• RECORDS:
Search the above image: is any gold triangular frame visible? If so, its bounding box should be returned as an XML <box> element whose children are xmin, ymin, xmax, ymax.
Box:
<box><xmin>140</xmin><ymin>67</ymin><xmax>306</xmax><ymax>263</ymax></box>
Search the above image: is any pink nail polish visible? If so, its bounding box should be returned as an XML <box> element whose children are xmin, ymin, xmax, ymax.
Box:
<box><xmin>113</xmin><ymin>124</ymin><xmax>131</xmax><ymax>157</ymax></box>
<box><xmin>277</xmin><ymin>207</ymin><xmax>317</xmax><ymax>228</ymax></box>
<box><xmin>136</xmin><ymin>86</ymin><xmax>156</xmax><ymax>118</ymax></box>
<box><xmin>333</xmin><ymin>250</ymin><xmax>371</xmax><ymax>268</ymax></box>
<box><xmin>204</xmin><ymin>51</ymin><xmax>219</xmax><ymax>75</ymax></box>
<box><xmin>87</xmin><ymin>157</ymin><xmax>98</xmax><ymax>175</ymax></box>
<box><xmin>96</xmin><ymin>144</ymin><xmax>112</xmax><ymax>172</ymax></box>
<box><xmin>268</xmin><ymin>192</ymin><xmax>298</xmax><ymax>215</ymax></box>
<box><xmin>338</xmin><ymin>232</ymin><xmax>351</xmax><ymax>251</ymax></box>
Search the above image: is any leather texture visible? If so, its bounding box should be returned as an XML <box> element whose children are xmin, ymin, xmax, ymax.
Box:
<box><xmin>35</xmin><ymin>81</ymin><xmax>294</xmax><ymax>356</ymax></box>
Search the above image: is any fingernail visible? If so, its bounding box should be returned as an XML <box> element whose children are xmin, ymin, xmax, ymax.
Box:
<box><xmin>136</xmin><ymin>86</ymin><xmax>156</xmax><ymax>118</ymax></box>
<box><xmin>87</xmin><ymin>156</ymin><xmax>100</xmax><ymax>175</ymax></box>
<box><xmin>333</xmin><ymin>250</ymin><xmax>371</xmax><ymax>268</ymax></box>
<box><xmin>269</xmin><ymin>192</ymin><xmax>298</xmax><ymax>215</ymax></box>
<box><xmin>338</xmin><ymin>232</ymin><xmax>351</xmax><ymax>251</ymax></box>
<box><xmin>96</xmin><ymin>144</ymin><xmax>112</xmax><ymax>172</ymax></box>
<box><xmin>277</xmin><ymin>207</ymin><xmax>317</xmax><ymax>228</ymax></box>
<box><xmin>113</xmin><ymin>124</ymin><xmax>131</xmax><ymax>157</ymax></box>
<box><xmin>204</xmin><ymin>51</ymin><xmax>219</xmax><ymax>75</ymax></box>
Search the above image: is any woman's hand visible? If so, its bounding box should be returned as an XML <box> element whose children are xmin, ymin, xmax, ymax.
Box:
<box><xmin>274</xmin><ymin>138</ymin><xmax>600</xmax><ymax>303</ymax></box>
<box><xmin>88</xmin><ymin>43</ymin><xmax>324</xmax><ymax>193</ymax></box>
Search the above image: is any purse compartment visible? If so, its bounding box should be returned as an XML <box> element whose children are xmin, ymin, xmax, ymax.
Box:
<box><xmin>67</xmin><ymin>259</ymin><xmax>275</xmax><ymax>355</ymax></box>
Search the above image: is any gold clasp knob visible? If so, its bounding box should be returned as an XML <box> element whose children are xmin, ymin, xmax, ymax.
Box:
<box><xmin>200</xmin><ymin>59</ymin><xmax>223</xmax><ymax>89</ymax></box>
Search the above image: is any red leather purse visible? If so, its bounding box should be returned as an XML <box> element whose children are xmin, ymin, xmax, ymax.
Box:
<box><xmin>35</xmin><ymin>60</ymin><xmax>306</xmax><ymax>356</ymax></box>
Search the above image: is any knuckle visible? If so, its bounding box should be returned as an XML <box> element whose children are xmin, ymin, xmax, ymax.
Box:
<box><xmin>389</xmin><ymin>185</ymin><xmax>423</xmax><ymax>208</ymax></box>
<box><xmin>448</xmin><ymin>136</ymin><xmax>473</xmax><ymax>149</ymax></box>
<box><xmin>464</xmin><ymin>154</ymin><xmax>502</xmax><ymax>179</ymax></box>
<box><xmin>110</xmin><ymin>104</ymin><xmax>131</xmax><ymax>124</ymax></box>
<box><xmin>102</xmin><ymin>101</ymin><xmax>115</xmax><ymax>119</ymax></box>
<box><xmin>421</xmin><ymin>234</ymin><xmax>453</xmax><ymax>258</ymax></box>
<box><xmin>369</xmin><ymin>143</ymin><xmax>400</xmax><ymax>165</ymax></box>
---
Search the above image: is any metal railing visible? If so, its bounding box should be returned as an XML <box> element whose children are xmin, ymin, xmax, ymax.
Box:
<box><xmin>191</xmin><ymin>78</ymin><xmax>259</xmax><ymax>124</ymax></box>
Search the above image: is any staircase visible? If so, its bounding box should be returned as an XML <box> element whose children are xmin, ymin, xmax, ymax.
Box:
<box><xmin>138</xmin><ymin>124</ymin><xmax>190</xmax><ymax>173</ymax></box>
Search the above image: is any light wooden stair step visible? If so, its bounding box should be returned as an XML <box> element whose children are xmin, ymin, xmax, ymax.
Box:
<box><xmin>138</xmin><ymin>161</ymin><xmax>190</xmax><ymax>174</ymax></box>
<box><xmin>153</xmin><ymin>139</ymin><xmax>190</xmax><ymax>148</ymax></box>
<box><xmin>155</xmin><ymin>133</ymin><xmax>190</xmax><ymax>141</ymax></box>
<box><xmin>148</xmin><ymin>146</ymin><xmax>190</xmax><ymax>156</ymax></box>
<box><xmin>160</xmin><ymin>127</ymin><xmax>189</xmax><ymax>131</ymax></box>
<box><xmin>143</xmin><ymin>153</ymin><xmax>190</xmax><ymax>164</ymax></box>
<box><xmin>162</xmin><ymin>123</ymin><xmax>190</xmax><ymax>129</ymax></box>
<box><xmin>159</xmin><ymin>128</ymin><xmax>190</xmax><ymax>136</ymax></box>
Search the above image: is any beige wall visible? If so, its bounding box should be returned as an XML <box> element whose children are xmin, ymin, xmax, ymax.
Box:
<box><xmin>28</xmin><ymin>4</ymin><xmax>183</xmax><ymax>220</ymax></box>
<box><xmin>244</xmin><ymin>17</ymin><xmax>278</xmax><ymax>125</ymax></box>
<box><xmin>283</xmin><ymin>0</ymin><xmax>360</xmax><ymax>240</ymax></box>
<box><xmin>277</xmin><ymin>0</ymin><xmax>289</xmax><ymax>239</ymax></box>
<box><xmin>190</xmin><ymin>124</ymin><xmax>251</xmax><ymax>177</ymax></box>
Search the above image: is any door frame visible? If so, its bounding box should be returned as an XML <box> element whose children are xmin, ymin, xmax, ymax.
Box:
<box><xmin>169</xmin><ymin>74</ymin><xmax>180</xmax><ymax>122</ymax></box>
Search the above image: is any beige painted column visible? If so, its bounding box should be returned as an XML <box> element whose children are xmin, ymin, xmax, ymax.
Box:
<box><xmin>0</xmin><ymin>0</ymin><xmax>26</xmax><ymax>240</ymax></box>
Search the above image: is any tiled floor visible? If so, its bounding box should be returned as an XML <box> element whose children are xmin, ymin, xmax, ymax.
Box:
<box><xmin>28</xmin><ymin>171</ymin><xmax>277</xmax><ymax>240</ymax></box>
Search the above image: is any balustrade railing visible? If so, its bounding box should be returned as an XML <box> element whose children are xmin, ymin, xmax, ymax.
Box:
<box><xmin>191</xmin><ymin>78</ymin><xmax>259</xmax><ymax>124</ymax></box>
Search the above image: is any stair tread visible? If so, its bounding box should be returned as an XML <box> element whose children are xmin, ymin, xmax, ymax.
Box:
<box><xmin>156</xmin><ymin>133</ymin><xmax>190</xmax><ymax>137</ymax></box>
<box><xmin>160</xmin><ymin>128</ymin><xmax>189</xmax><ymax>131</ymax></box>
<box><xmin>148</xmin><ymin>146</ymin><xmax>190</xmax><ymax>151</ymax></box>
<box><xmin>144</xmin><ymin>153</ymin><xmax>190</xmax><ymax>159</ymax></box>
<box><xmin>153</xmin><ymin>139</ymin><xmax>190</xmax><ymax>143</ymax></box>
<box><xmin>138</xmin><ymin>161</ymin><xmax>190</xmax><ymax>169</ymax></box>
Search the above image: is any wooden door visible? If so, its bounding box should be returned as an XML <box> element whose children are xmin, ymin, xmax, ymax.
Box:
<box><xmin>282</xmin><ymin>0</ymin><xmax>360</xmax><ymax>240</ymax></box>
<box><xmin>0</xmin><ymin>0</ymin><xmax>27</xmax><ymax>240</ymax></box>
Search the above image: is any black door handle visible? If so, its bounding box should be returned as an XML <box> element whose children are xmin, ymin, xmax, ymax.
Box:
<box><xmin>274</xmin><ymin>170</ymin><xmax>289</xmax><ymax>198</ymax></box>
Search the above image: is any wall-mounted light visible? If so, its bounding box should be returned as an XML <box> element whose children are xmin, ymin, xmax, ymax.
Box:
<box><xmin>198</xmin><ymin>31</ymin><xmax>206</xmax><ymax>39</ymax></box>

• THE TASK: Please gather every line in both blocks that contains the word "frame" and copy each one out in full.

• COMPLETE RESPONSE:
Search the above image: is any gold triangular frame visible? If so, its bounding box should be returned as an XML <box> element whose children are xmin, ymin, xmax, ymax.
Search the above image: is any door frame visible? If so, its bounding box should be returned as an XML <box> element whose children are xmin, ymin, xmax, ymax.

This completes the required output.